#### TASK:
Copy out the data below verbatim. Start at the line that contains "Where can you spot the floral" and continue through the end of the data.

Dataset excerpt:

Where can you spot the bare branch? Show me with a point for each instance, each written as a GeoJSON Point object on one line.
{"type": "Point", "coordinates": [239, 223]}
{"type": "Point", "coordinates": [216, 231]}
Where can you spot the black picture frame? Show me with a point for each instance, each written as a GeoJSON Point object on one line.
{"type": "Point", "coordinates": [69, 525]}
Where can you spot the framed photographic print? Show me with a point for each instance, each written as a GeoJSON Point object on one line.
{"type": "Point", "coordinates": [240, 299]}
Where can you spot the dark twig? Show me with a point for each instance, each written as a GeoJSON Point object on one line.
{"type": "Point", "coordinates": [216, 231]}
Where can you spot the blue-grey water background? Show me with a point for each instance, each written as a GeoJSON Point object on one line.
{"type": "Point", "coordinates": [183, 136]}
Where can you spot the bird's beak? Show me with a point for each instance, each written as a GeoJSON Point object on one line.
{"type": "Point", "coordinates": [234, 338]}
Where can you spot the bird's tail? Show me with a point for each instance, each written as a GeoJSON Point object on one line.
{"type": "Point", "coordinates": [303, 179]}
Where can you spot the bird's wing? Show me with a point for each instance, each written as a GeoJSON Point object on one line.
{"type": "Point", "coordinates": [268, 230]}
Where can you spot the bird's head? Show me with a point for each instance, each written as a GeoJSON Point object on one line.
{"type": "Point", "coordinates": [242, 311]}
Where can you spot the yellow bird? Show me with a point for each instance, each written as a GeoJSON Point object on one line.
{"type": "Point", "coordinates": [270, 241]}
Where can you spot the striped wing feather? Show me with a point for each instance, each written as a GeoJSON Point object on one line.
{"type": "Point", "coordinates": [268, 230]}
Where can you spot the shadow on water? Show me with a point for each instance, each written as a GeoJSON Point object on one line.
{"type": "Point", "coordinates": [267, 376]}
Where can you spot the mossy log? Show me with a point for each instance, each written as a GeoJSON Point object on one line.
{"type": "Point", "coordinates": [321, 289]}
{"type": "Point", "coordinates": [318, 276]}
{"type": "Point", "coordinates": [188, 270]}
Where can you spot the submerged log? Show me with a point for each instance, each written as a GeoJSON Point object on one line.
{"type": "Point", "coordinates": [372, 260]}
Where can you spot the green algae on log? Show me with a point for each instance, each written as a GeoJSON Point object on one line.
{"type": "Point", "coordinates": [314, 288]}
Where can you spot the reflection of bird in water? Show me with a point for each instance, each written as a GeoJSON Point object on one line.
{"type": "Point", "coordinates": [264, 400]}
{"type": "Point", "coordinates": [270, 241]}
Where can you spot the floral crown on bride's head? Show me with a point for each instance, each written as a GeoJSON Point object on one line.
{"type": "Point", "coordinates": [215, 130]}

#### FINAL RESULT:
Where can you spot the floral crown on bride's head? Show me with a point for each instance, each written as a GeoJSON Point object on one line.
{"type": "Point", "coordinates": [215, 130]}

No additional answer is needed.